» DOCUMENT SEGMENT
· · ·
By Tony Attwood
This article is part of a series of articles started out as a review of Clinton Heylin’s tome “The Double Life of Bob Dylan.” It’s a massive piece of writing that I find uninformative and uninspiring, but it does have the virtue (for me, if no one else) of raising some issues which I’ve not really thought through before. Most particularly, as I get into volume two which covers 1966 to 2021, I note with something verying from dismay to utter horror, the lack of any insight at all on the issue of Bob’s phenomenal creativity.
That is to say, Heylin doesn’t consider how a massively creative individual such as Bob Dylan copes with, and eventually comes out of, a situation in which he suddenly finds the creative spark which was simply there, every day, is no longer present. And worse, how does he deal with the fact that there seems to be no way to get that creative spark back, no matter what he does? (Although to be fair I am not sure there is much written on Dylan and creativity although there is an interesting short piece on Dylan on Creativity available on line.
· · ·
» WHAT YOU NEED TO DO
What span of years does the article say volume two of Heylin's book covers? The entries after this point have no connection to the article.
· · ·
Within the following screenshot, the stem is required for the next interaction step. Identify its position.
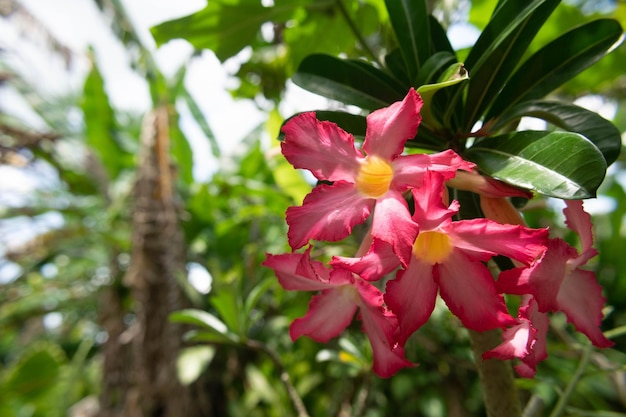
[469,329,522,417]
[245,340,309,417]
[550,345,592,417]
[337,0,383,68]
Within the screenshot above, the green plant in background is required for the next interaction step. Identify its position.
[0,0,626,417]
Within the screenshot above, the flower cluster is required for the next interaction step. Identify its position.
[264,90,611,377]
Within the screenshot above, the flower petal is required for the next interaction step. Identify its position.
[385,258,437,345]
[261,249,330,291]
[287,182,376,249]
[411,170,459,230]
[436,250,517,332]
[496,239,577,313]
[448,171,533,198]
[392,149,476,191]
[372,190,419,265]
[289,285,357,343]
[563,200,598,266]
[330,239,400,281]
[355,280,413,378]
[281,112,363,182]
[450,219,548,265]
[363,88,424,161]
[557,269,613,347]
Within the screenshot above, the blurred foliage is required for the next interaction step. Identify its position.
[0,0,626,417]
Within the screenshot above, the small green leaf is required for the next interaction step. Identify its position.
[417,62,469,129]
[466,131,606,199]
[169,309,237,342]
[488,19,623,118]
[81,63,132,179]
[293,54,408,110]
[385,0,430,80]
[493,100,622,165]
[176,346,215,385]
[211,288,245,337]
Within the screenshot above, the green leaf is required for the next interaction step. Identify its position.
[466,131,606,199]
[169,109,193,185]
[428,15,454,54]
[493,100,622,165]
[385,0,430,80]
[180,88,221,158]
[176,346,215,385]
[464,0,560,129]
[81,64,131,179]
[293,54,408,110]
[488,19,623,118]
[417,62,468,129]
[169,309,238,342]
[211,287,245,337]
[150,0,301,62]
[3,343,64,401]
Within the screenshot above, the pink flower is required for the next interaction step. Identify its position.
[281,89,474,262]
[332,171,548,344]
[263,247,413,378]
[497,200,613,347]
[483,295,549,378]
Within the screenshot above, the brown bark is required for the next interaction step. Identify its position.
[99,107,211,417]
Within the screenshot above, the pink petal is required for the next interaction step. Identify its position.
[448,171,533,198]
[385,258,437,345]
[372,190,419,265]
[480,195,526,226]
[497,239,576,313]
[330,240,400,281]
[363,88,424,161]
[436,249,517,332]
[287,182,376,249]
[563,200,598,266]
[483,320,537,360]
[557,269,613,347]
[449,219,548,265]
[411,171,459,230]
[392,149,476,191]
[262,253,330,291]
[355,280,413,378]
[281,112,363,182]
[289,285,357,343]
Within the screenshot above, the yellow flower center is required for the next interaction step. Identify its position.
[413,232,453,265]
[356,156,393,198]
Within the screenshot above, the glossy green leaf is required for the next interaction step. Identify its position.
[493,100,622,165]
[465,0,544,70]
[150,0,300,62]
[417,62,468,129]
[488,19,623,118]
[81,65,131,178]
[293,54,408,110]
[465,0,560,129]
[385,0,430,80]
[466,131,606,199]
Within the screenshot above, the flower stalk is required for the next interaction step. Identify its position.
[468,329,522,417]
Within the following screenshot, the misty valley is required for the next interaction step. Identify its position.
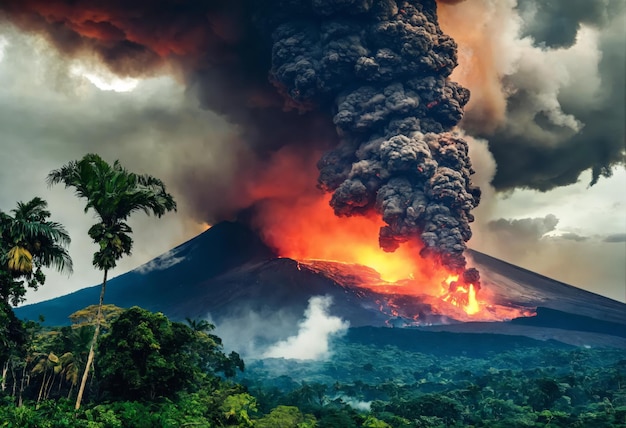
[0,305,626,428]
[0,0,626,428]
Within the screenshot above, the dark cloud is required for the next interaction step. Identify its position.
[517,0,624,48]
[487,214,559,242]
[464,0,626,191]
[556,232,589,242]
[0,0,480,280]
[603,233,626,243]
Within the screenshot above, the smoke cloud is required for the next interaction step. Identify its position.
[440,0,626,191]
[263,296,349,360]
[0,0,480,280]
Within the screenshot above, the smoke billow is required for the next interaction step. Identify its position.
[440,0,626,191]
[0,0,480,281]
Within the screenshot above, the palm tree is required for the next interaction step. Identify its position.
[48,154,176,409]
[0,197,72,305]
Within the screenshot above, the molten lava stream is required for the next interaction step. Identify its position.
[259,193,488,316]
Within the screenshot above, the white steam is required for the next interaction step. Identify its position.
[263,296,349,360]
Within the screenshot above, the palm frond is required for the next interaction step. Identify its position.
[7,246,33,274]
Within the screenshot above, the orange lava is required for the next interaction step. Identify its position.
[242,148,515,321]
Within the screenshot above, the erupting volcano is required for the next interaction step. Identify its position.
[0,0,480,313]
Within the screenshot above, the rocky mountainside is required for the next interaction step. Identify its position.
[16,222,626,348]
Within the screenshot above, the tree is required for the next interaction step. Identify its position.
[0,197,72,305]
[0,197,72,378]
[99,306,240,400]
[48,154,176,409]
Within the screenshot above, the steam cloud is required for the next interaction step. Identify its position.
[263,296,349,360]
[0,0,480,282]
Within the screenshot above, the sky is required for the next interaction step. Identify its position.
[0,0,626,303]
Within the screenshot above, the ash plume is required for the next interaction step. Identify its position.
[0,0,480,280]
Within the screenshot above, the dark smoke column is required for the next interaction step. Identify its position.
[258,0,480,282]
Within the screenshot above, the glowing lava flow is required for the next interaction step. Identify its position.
[244,150,498,323]
[443,275,480,315]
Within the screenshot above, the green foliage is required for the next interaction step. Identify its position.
[47,154,176,270]
[254,406,316,428]
[100,307,241,400]
[0,308,626,428]
[0,197,72,361]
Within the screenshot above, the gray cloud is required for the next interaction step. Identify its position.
[555,232,589,242]
[487,214,559,241]
[442,0,626,191]
[603,233,626,243]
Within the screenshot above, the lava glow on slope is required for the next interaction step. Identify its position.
[241,148,524,324]
[263,194,492,321]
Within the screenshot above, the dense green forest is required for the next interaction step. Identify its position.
[0,305,626,428]
[0,159,626,428]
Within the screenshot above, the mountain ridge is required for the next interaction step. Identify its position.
[16,222,626,348]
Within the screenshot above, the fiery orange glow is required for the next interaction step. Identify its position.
[241,148,520,324]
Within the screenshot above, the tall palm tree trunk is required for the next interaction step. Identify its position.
[74,269,109,410]
[0,360,9,392]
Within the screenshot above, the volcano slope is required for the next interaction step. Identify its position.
[16,222,626,349]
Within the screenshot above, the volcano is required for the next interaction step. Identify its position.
[16,222,626,349]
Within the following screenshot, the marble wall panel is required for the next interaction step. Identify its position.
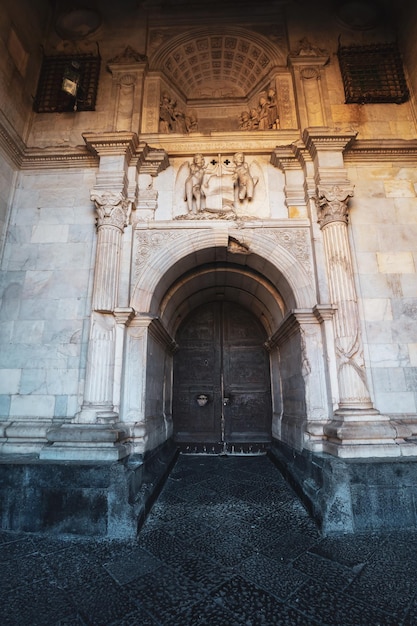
[365,320,392,344]
[32,242,92,273]
[362,298,392,322]
[0,369,22,395]
[10,394,55,418]
[408,343,417,367]
[372,367,410,393]
[0,394,11,420]
[376,391,416,415]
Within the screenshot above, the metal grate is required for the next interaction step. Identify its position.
[33,55,100,113]
[338,43,409,104]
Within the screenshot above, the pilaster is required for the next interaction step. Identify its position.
[304,132,399,457]
[288,39,332,128]
[107,46,148,133]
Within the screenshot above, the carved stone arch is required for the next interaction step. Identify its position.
[130,228,317,316]
[149,26,286,100]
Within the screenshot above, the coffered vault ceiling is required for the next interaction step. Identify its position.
[150,27,285,100]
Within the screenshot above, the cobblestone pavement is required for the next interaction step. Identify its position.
[0,456,417,626]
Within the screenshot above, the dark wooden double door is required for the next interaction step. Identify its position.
[173,302,271,453]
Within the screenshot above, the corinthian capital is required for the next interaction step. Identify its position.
[91,191,132,232]
[316,185,353,228]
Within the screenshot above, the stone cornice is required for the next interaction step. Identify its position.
[21,146,98,170]
[83,131,139,163]
[303,128,356,158]
[344,139,417,163]
[135,130,300,158]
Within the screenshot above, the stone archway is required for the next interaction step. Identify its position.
[122,225,330,453]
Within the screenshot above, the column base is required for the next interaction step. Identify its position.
[323,409,417,458]
[39,424,132,462]
[75,404,119,424]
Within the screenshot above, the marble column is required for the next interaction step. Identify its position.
[317,184,398,457]
[79,190,130,423]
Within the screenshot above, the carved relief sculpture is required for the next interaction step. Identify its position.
[239,88,279,130]
[233,152,258,202]
[185,154,206,213]
[159,93,198,135]
[184,152,258,216]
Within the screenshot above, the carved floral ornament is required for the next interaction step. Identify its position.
[315,185,353,228]
[91,191,132,231]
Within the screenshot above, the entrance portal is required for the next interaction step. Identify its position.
[173,302,272,453]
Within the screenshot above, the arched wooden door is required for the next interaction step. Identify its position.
[173,302,271,453]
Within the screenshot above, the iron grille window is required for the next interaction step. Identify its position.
[338,43,409,104]
[34,54,100,113]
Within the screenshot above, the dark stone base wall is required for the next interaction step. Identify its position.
[270,441,417,535]
[0,442,177,539]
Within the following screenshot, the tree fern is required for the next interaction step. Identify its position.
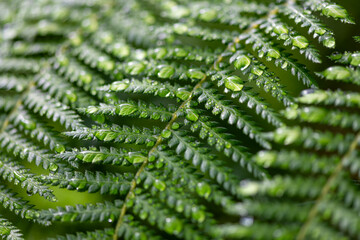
[0,0,360,240]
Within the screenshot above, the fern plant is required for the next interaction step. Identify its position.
[0,0,360,240]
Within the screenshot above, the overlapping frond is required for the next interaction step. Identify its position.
[0,0,360,240]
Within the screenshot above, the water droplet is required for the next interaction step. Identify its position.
[300,88,315,97]
[164,218,183,235]
[154,179,166,191]
[196,182,211,198]
[49,163,59,172]
[240,217,254,227]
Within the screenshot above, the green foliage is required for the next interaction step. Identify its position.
[0,0,360,240]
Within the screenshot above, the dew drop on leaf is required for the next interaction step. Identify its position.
[110,80,129,92]
[154,179,166,191]
[225,76,244,92]
[49,163,59,172]
[322,66,351,80]
[196,182,211,198]
[322,4,348,19]
[300,88,315,97]
[157,66,175,78]
[164,218,183,235]
[54,144,65,153]
[187,69,206,80]
[292,36,309,49]
[350,53,360,67]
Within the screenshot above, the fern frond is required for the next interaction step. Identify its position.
[39,200,123,222]
[24,90,83,129]
[0,218,24,240]
[0,0,360,240]
[41,171,133,195]
[65,124,160,147]
[0,158,56,202]
[0,129,58,171]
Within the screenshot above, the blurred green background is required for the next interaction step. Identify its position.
[0,0,360,240]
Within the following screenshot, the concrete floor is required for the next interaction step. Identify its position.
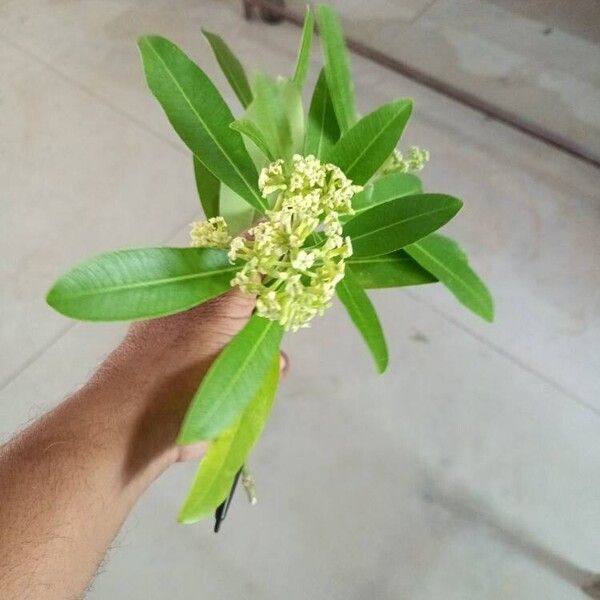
[287,0,600,161]
[0,0,600,600]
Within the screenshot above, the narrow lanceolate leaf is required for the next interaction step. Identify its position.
[46,248,239,321]
[317,4,356,132]
[348,250,437,289]
[219,185,256,236]
[348,173,423,220]
[178,356,279,523]
[177,315,283,444]
[138,36,266,212]
[194,156,220,219]
[336,265,388,373]
[230,119,275,161]
[303,69,340,158]
[292,6,315,90]
[326,99,412,185]
[202,29,252,108]
[246,71,304,159]
[406,234,494,321]
[344,194,462,257]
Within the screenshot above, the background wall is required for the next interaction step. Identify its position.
[0,0,600,600]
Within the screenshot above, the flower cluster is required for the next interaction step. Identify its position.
[381,146,429,175]
[229,155,362,331]
[192,155,362,331]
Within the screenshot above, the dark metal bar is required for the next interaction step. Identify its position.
[243,0,600,168]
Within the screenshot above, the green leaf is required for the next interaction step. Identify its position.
[178,356,279,523]
[202,29,252,108]
[219,185,255,236]
[351,173,423,218]
[230,119,275,162]
[177,314,283,444]
[46,248,239,321]
[138,36,266,212]
[317,4,356,133]
[246,71,304,159]
[344,194,462,257]
[326,98,412,185]
[405,234,494,322]
[303,69,340,158]
[336,265,388,373]
[194,156,221,219]
[292,6,315,90]
[348,250,437,289]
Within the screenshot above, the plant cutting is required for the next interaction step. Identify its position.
[47,6,493,523]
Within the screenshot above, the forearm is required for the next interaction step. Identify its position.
[0,290,254,600]
[0,350,175,599]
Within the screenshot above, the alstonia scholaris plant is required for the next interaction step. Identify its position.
[48,6,493,523]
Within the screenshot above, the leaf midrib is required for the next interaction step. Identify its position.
[190,321,274,436]
[143,39,266,209]
[409,242,488,313]
[350,206,451,242]
[188,417,242,504]
[348,256,412,265]
[340,105,405,177]
[60,267,238,300]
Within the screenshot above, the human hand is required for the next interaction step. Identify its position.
[97,288,288,472]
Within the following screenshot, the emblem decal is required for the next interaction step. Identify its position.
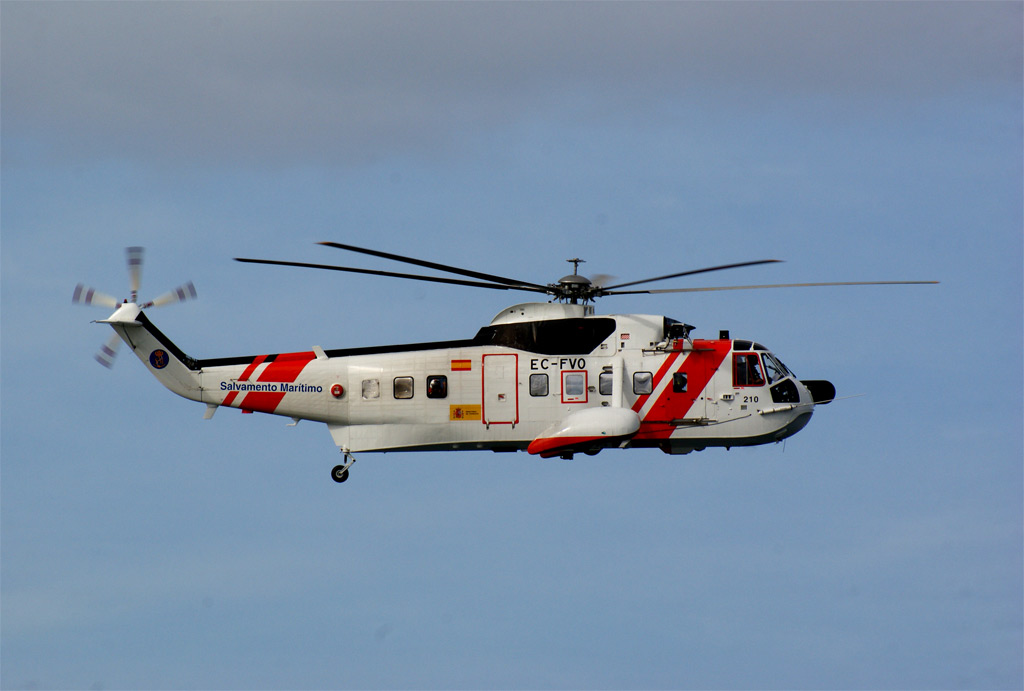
[150,349,171,370]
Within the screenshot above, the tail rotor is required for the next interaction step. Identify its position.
[71,247,197,369]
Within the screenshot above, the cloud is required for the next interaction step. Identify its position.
[2,3,1021,165]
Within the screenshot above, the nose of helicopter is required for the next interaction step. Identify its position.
[800,379,836,405]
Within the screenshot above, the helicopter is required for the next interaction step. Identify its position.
[72,242,938,482]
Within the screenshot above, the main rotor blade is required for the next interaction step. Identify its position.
[317,243,548,293]
[605,280,939,295]
[71,284,119,309]
[603,259,781,293]
[234,257,548,293]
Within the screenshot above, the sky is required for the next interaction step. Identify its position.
[0,0,1024,689]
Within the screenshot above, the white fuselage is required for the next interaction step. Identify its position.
[106,303,814,456]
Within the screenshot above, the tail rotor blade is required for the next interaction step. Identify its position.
[71,284,118,309]
[142,280,197,309]
[125,247,144,302]
[95,334,121,370]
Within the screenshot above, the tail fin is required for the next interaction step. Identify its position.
[99,302,203,400]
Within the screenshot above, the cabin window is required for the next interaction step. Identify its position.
[562,372,588,403]
[394,377,413,398]
[362,379,381,400]
[732,353,765,386]
[529,375,548,396]
[427,375,447,398]
[633,372,654,396]
[565,373,587,396]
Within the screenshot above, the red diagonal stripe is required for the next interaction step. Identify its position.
[633,350,679,414]
[239,350,316,413]
[635,341,732,439]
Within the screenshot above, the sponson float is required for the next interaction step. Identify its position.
[74,243,935,482]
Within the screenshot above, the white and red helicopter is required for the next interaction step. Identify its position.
[73,243,937,482]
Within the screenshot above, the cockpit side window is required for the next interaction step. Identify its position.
[761,352,790,384]
[732,353,765,386]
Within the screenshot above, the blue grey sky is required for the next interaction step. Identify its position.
[0,1,1024,689]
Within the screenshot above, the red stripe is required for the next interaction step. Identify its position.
[221,355,268,405]
[239,350,316,413]
[635,341,732,439]
[633,350,679,414]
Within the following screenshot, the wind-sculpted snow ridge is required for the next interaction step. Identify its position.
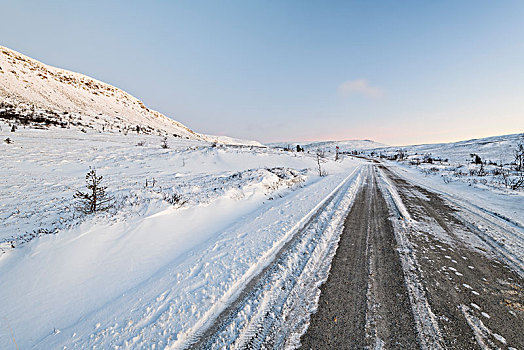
[0,46,261,146]
[0,123,361,349]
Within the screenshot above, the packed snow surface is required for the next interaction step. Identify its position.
[0,124,361,348]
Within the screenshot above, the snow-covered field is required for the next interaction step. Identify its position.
[0,124,524,349]
[0,124,362,349]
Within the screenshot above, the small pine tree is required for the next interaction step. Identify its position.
[74,169,114,214]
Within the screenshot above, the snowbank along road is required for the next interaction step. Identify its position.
[192,163,524,349]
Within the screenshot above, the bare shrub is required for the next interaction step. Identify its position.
[74,169,114,214]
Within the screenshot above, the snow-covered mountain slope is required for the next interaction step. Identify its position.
[0,46,260,146]
[0,121,361,349]
[372,134,524,164]
[267,140,386,152]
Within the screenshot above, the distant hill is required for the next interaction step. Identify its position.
[371,134,524,163]
[266,140,387,152]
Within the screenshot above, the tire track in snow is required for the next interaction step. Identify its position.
[188,167,362,349]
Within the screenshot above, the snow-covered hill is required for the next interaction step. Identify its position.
[0,46,260,146]
[267,140,386,152]
[372,134,524,164]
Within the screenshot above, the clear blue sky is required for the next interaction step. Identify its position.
[0,0,524,145]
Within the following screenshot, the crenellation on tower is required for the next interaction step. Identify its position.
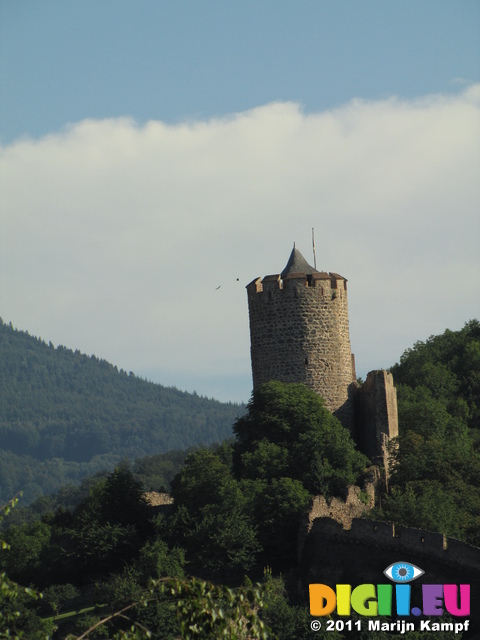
[247,246,398,464]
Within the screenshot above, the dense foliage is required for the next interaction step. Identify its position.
[0,321,243,502]
[0,321,480,640]
[373,320,480,546]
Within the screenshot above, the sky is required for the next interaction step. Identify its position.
[0,0,480,402]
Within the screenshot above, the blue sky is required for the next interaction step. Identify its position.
[0,0,480,142]
[0,0,480,400]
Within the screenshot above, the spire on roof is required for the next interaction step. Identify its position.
[281,243,318,278]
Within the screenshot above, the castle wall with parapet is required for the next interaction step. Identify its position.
[300,518,480,602]
[247,273,354,430]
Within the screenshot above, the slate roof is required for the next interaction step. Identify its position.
[281,246,319,278]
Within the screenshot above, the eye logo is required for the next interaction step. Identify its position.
[383,562,425,583]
· · ·
» COMPLETE OUTPUT
1966 to 2021.